* _Your task_: Word for word, copy the records that follow.

* _Material to process_:
════════════════════

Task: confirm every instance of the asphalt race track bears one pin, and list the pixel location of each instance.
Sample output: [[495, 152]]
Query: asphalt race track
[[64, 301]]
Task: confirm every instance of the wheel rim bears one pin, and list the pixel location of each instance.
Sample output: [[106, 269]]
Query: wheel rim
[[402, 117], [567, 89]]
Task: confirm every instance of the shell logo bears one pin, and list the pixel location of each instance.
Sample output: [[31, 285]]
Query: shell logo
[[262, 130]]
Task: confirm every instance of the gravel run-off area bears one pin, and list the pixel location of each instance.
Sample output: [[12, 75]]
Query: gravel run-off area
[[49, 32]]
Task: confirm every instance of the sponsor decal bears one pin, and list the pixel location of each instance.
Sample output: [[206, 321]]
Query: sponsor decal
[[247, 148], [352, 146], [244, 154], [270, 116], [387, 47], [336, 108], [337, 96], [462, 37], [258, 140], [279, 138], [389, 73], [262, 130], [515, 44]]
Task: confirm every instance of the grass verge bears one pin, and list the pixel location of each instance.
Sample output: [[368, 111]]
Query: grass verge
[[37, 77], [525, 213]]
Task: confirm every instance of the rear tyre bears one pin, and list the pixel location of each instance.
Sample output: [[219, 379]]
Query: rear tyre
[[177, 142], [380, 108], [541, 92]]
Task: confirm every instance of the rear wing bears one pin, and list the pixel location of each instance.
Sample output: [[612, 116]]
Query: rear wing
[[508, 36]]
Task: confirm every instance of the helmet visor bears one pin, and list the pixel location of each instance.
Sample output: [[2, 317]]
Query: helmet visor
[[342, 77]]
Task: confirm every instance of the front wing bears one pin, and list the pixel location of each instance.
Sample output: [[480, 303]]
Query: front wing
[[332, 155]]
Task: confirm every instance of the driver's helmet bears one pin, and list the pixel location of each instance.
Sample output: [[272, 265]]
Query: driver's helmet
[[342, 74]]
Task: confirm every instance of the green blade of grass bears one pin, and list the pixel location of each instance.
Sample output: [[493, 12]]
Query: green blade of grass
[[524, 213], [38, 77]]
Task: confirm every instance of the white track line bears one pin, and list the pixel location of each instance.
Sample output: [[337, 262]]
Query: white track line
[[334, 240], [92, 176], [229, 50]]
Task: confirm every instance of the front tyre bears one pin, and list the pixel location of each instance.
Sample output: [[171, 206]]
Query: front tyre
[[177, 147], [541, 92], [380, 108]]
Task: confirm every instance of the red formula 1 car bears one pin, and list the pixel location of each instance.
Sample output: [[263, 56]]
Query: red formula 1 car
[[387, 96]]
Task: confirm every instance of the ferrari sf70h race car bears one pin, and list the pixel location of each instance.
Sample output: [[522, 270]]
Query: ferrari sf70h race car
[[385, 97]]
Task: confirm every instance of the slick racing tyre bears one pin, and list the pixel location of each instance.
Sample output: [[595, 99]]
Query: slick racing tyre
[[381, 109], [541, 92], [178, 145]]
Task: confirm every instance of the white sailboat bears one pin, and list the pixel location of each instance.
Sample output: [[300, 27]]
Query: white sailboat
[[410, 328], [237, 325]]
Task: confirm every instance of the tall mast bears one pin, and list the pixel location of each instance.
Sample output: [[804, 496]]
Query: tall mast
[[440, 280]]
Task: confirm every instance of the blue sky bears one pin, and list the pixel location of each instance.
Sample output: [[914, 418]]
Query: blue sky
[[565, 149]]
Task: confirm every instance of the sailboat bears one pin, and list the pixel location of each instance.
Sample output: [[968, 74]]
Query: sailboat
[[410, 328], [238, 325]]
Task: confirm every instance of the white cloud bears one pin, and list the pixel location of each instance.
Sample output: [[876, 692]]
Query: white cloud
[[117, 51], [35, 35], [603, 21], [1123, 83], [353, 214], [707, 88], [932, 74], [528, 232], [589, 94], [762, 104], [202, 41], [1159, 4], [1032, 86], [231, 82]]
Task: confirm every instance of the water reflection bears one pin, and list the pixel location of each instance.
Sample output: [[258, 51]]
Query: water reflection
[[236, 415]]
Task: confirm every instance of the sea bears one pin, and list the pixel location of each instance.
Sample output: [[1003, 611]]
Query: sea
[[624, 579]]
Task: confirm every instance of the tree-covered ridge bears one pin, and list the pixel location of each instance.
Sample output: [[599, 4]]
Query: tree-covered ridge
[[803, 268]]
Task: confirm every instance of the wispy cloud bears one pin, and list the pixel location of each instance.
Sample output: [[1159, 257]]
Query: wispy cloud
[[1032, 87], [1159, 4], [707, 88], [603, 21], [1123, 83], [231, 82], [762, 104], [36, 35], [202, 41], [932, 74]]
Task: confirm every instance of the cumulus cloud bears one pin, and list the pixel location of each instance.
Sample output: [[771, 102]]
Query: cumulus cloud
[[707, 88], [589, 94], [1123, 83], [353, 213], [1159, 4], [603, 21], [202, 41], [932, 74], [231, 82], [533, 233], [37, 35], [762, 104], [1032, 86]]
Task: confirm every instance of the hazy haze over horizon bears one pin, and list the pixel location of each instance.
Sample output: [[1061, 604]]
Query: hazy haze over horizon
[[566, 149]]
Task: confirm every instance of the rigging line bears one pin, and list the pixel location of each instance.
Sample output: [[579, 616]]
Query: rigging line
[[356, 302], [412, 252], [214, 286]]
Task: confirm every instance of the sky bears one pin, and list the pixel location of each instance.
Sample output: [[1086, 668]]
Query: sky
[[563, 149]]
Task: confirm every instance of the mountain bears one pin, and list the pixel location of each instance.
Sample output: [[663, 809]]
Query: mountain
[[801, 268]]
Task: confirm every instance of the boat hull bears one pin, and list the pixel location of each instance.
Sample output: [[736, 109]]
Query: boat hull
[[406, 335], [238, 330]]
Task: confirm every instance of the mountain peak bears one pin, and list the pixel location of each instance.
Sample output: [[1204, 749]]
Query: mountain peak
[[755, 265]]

════════════════════

* _Answer box_:
Task: confirm every instance of the asphalt race track bears one pin, and list the pixel location of each instance.
Sample output: [[495, 152]]
Query: asphalt race track
[[64, 301]]
Task: confirm every instance of the wheel rim bears one pin, and list the pixel location of each instance.
Sample output: [[106, 269]]
Query: wheel rim
[[402, 117], [567, 89]]
Task: confirm every instance of the shell logo bears one pin, and list the pixel location of each instance.
Sample output: [[31, 285]]
Query: shell logo
[[262, 130]]
Task: confirm every instance of the gravel run-off area bears one pin, and list the pixel location of each instance.
Sample output: [[12, 75]]
Query: gravel run-off area
[[49, 32]]
Task: confirm every instance of the sponsor decal bears one pin, and list the pixel location of each instance.
Sample output: [[206, 321]]
Query: sponsor decal
[[247, 148], [352, 146], [244, 154], [270, 116], [387, 47], [336, 108], [337, 96], [462, 37], [258, 140], [279, 138], [389, 73], [262, 130], [515, 44]]
Task: confirm every instance of the grass verge bears one pin, and list the pixel location of each instance.
Sample output: [[368, 111]]
Query: grass verge
[[37, 77], [525, 213]]
Task: confirm every instance of the rear tyre bears one pin, and list the pixel location of each instance.
Sample output: [[219, 379]]
Query: rear tyre
[[177, 142], [380, 108], [541, 92]]
Task: confirm every instance of the rear wing bears one pin, and list the pixel location of each instance.
Sample output: [[612, 116]]
Query: rear wing
[[508, 36]]
Task: confirm every instance of the helmet visor bears one pin, and list the pixel location of each instance.
Sample output: [[2, 317]]
Query: helmet visor
[[342, 77]]
Task: confirm every instance of the front wing bears one pin, and list the pixel location of each instance.
Sample output: [[480, 303]]
Query: front wing
[[332, 155]]
Task: confirm every instance of the driver's helmet bears one pin, and list the pixel location of each instance.
Sample output: [[272, 265]]
Query: driver's helmet
[[342, 74]]
Task: confirm every instance of the green blade of grass bears one pin, and list the pixel location of each instance.
Sample output: [[493, 12]]
Query: green blade of grass
[[524, 213], [38, 77]]
Task: confirm every instance of the white track line bears one pin, and list the pixel location of each instance.
Sample output: [[337, 262]]
Query: white track line
[[334, 240], [92, 176], [229, 50]]
Task: confirm every instance of the front tyre bears one pin, and list the pixel location of each instance.
Sample output: [[171, 206]]
Query: front tyre
[[177, 147], [541, 92], [380, 108]]
Task: confirm every instance of the red formula 1 car bears one pin, and list the pixel location of each instance.
Sample output: [[263, 56]]
Query: red formula 1 car
[[387, 96]]
Task: confirm every instance of the ferrari sf70h race car bears one pin, and list the pixel location of each instance.
Sample output: [[522, 270]]
Query: ferrari sf70h race car
[[385, 97]]
Task: confirm every instance of the slick racing tyre bears one pin, and list the pixel location of each instance.
Sample output: [[595, 99]]
Query: slick racing tyre
[[381, 109], [541, 92], [178, 145]]
Task: confirm every instance of the white sailboat bears one pin, and list the pixel location of each instance.
Sample output: [[300, 27]]
Query: white sailboat
[[410, 328], [237, 325]]
Task: confirm every instance of the tall mast bears one pin, and list the pixel location of each instance.
Sample output: [[804, 496]]
Query: tall mast
[[440, 280]]
Task: confirm every instance of the blue sky bears one pin, and list the pixel location of each instance.
Sample output: [[914, 418]]
Query: blue sky
[[565, 149]]
Task: confirm every instance of the sailboat bears one pin, and list the pixel location of each instance.
Sample output: [[968, 74]]
Query: sailboat
[[410, 328], [238, 325]]
Task: confirm every instance of the white cloud bears one pin, and list the pixel location of each instance.
Sample output: [[876, 692]]
Query: white cloud
[[117, 51], [35, 35], [603, 21], [1123, 83], [353, 214], [707, 88], [932, 74], [528, 232], [589, 94], [762, 104], [202, 41], [1159, 4], [1032, 86], [231, 82]]
Task: confirm every instance of the water reflection bears one pin, and list the pixel location of each instance.
Sample output: [[258, 51]]
Query: water reflection
[[236, 415]]
Task: confirm every instance of the sea bears one pin, and list the pixel location of each instance.
Sample output: [[1003, 611]]
Query: sea
[[624, 579]]
Task: confirm every instance of the tree-covered ridge bears one pin, and list the pixel location of each instance.
Sample output: [[599, 4]]
Query: tree-covered ridge
[[803, 268]]
Task: confirm every instance of the wispy cloud bears one pin, and list the pixel location of each instance.
Sample output: [[1159, 257]]
Query: wispy cloud
[[1032, 87], [1159, 4], [707, 88], [603, 21], [1123, 83], [231, 82], [762, 104], [36, 35], [202, 41], [932, 74]]
Task: confirm every instance of the cumulus cloud bears one pin, and list the pixel location of each instance.
Sample output: [[771, 102]]
Query: cumulus cloud
[[707, 88], [589, 94], [1123, 83], [353, 213], [1159, 4], [603, 21], [202, 41], [932, 74], [231, 82], [533, 233], [37, 35], [762, 104], [1032, 86]]
Task: confirm every instance of the hazy haze over horizon bears one pin, and list the pixel location of each instance.
Sample output: [[1061, 604]]
Query: hazy haze over horizon
[[566, 149]]
Task: confirm every instance of the rigging line bears one pin, and list the pixel location of each instance.
Sample output: [[579, 616]]
Query: rigging line
[[356, 302], [412, 252], [214, 286]]
Task: confirm every instance of the sky bears one pin, and list the pixel location of each instance.
Sample output: [[1086, 668]]
Query: sky
[[563, 149]]
Task: confirm every instance of the mountain bears one pin, and list the pixel location of each instance.
Sample output: [[663, 809]]
Query: mountain
[[801, 268]]
Task: confirm every instance of the boat hull bears one pin, and list the pixel location of each instance.
Sample output: [[736, 109]]
Query: boat hull
[[406, 335], [238, 330]]
Task: confirm every instance of the mountain peak bears one pin, and list the pixel location of each instance.
Sample output: [[1204, 749]]
Query: mountain peak
[[755, 265]]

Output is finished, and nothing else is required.